● Directives
- 1) In the duck calls thread, the quoted advertisement claims that the calls do not change sound when wet. In one to three sentences, explain the reason it gives.
- 2) For each statement about the duck calls thread, say whether it agrees with the text. Answer yes or no, and quote the deciding words exactly. (a) The quoted advertisement gives a starting price of $50 for delrin duck calls. (b) EndTuition has a low opinion of poly inserts. (c) Slip considers the calls in the ad better looking than those made by the forum's call makers.

------ Quoted passage

# Duck Calls



## Slip (Jul 25, 2006)

Ok, you duck call makers. Look at this link to see what this guy is doing.

http://www.southeasttexas.com/classifieds/detail.cfm?id=328590&classified_code=hunting&zipcode=&distance=0&type=general

Slip,


----------



## EndTuition (May 24, 2004)

Nice calls for sure. 

I, personaly. would never advertise a call with a store bought poly insert in it with out saying so, but that's just me and my opinion. I do think the poly inserts rock however and they can allow a builder to offer a really great sounding call at a good price. I just don't think a person should claim credit for a sound that's not 100% his.


----------



## Slip (Jul 25, 2006)

I actually think some of you guys calls are better looking than the ones in the ad. I just saw the ad and wanted you guys to see his prices for his calls.


----------



## Bobby (May 21, 2004)

I read the ad where does it say his calls are plastic and not hand made?


(I make custom duck and snow/speck goose calls. All calls are lathe turned of modern materials that don't absorb moisture so they don't change sound when wet. These calls have earned a reputation for performance. Prices begin at $50 for delrin duck calls and range up to $130 for polished acrylic calls. Various acrylic colors available. Email if interested,if you have questions, or want more information.)

------------
------ Available data

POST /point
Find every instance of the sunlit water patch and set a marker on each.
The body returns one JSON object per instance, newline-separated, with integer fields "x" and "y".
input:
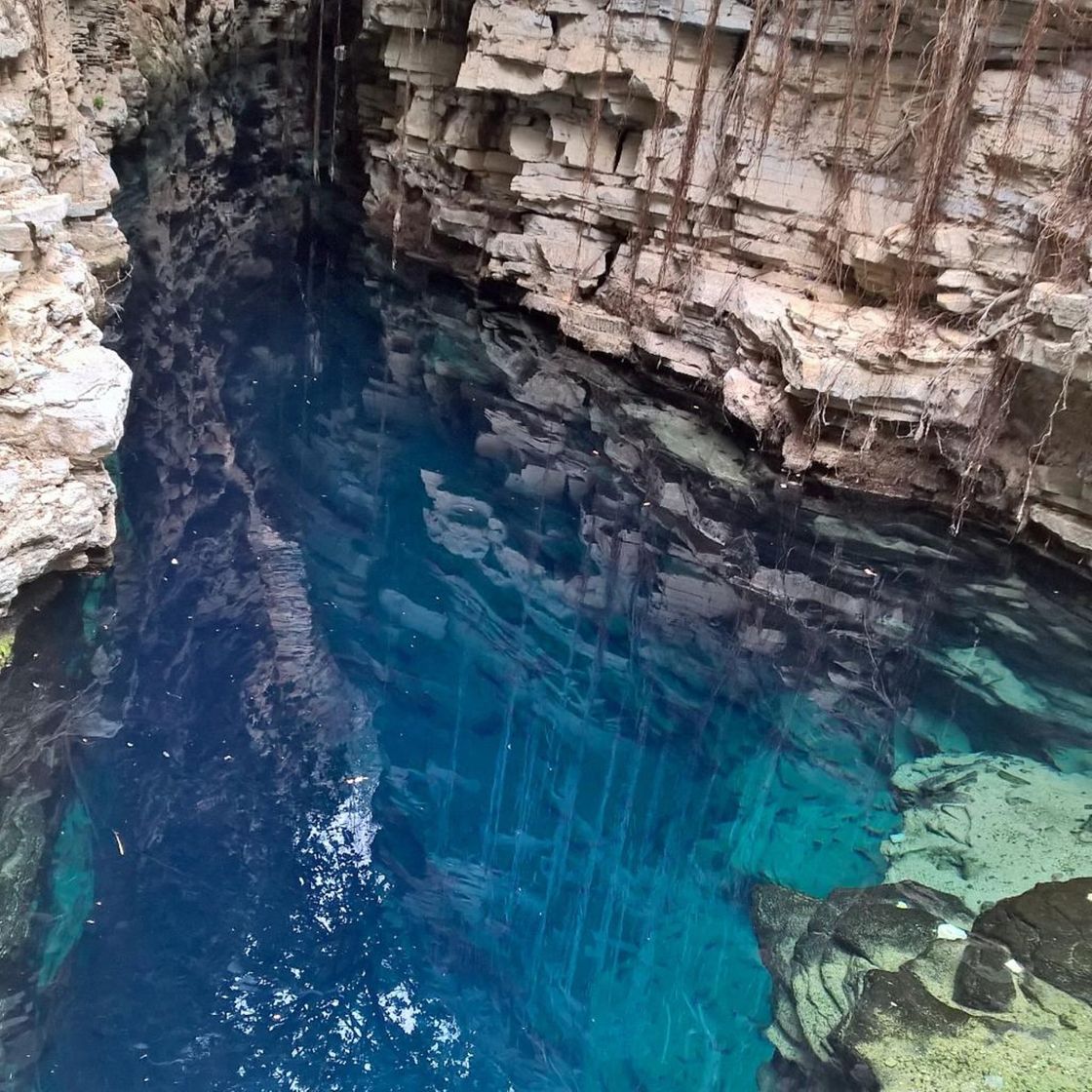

------------

● Correct answers
- 1) The calls are lathe turned from modern materials that do not absorb moisture. Because of this, their sound does not change when they get wet.

- 2)
(a) Yes: "Prices begin at $50 for delrin duck calls"
(b) No: "I do think the poly inserts rock however"
(c) No: "I actually think some of you guys calls are better looking than the ones in the ad."